___ AVAILABLE DATA ___

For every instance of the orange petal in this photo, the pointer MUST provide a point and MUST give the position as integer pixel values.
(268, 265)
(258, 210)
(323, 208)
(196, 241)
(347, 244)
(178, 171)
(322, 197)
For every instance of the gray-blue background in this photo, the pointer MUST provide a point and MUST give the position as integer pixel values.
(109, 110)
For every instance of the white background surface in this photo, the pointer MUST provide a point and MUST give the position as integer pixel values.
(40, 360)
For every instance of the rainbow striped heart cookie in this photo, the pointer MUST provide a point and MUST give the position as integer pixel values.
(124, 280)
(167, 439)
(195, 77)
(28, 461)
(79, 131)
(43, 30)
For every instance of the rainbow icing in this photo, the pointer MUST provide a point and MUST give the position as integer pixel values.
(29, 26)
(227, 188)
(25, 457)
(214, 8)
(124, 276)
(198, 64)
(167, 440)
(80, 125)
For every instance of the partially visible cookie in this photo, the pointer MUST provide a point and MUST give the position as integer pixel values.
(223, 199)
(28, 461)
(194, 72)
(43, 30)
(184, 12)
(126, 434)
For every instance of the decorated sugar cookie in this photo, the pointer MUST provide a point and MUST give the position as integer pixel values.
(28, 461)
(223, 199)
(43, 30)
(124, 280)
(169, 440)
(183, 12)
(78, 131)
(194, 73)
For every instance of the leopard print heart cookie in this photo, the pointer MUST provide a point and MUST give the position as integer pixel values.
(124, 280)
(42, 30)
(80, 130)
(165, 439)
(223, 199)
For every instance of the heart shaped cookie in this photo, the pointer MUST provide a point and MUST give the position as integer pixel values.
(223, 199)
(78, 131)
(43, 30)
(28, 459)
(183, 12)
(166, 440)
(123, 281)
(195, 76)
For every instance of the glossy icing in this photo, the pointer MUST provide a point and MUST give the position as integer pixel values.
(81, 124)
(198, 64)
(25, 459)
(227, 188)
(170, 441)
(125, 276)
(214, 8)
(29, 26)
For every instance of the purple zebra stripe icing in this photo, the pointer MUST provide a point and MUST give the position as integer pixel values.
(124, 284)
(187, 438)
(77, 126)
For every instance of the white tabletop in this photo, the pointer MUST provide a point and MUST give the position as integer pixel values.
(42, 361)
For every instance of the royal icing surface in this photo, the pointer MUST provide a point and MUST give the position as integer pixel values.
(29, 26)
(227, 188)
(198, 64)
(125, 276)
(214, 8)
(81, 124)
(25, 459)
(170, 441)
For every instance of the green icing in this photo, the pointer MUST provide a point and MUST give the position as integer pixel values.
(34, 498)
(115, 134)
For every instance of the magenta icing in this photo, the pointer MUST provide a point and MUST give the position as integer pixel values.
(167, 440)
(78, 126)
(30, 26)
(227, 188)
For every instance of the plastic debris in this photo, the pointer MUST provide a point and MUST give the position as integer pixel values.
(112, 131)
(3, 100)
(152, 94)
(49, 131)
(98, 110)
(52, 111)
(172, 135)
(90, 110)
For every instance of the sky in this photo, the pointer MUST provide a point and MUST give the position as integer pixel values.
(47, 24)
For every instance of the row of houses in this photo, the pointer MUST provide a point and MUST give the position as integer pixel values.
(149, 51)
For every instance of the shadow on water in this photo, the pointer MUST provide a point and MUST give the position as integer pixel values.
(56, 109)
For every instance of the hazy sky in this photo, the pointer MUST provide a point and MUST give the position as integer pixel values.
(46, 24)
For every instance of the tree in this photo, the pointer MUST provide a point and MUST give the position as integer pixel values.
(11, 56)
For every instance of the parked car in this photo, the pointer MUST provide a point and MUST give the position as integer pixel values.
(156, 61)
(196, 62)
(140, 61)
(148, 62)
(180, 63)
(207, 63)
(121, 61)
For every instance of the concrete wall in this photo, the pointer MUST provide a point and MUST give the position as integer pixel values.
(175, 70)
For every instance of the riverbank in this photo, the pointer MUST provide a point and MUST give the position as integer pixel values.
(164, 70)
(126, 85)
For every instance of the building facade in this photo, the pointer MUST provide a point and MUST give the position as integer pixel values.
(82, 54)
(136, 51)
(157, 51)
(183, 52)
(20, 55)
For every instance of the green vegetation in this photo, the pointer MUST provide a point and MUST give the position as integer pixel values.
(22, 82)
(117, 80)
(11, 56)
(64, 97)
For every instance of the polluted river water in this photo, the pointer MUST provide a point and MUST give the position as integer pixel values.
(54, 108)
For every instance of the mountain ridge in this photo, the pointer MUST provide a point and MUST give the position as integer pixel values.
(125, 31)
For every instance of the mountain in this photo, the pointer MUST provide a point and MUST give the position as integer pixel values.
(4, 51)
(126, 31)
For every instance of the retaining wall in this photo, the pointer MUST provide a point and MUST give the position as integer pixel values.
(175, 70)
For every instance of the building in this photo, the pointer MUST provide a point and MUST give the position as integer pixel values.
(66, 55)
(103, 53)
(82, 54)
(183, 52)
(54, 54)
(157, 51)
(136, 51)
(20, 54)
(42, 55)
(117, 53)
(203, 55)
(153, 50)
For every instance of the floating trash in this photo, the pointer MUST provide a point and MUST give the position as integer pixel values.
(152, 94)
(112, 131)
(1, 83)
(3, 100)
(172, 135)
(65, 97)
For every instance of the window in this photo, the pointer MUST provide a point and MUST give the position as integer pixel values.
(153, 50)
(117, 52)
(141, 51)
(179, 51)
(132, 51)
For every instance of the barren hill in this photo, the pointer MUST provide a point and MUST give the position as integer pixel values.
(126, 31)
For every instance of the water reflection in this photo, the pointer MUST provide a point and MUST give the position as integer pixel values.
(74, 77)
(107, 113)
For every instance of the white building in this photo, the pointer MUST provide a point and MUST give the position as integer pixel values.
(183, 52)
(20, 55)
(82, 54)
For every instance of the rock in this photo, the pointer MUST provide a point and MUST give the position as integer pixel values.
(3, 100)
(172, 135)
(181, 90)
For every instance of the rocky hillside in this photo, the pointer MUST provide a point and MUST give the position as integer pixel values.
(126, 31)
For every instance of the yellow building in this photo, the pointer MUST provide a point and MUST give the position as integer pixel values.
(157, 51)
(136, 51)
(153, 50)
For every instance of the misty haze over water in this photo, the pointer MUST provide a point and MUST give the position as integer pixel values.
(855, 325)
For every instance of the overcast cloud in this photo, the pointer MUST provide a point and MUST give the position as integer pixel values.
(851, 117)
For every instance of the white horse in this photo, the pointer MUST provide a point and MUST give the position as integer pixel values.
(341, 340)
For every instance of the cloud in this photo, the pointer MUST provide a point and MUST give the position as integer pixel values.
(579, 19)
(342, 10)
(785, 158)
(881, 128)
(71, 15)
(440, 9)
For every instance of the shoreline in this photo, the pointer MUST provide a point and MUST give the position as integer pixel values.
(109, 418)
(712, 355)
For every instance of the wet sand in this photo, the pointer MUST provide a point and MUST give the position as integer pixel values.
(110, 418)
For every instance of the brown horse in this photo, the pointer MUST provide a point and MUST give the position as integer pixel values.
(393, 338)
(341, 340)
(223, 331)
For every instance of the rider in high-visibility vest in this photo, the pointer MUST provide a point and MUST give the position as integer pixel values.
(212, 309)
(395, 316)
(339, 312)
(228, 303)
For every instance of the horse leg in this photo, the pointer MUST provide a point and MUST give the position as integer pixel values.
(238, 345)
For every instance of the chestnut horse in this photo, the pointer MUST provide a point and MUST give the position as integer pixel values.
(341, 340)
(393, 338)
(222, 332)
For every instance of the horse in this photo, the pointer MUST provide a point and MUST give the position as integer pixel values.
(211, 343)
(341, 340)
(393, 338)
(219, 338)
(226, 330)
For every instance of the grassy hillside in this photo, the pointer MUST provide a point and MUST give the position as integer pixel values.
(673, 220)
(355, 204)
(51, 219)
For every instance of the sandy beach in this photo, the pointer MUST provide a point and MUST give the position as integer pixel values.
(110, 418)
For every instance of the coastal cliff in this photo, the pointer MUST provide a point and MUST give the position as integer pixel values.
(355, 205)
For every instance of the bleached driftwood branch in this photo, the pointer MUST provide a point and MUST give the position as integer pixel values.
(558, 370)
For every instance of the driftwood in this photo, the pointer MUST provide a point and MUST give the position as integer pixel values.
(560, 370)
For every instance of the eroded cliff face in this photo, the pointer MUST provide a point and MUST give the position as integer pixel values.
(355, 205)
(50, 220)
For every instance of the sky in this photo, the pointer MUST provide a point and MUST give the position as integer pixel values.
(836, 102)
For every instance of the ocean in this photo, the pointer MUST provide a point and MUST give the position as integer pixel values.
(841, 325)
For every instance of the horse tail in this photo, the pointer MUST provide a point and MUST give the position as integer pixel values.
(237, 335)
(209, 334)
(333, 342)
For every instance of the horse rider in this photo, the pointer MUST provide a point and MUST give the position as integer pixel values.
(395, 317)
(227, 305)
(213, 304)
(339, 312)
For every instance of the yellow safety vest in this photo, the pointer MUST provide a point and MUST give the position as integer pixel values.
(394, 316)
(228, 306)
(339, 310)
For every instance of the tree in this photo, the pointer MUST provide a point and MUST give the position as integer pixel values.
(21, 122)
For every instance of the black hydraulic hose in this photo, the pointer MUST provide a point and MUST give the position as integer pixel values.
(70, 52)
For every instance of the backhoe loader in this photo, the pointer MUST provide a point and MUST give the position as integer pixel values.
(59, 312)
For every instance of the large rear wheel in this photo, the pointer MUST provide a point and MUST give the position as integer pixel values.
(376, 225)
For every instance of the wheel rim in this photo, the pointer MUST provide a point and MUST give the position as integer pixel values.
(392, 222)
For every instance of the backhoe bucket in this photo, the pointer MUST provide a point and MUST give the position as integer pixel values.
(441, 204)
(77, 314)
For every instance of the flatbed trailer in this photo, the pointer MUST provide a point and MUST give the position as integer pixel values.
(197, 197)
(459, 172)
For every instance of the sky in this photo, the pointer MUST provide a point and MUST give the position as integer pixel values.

___

**WHAT NEEDS TO BE DONE**
Restate exactly each line of the data from the one bearing "For every instance of the flatbed" to the end, and add nothing.

**THE ANSWER**
For every instance of the flatbed trailer in this photo, the pointer MUST provide a point and MUST give the position as integer pixel values.
(197, 197)
(459, 172)
For every instance of the sky in this photo, the pointer MUST provide a point and MUST give the position as integer pixel values.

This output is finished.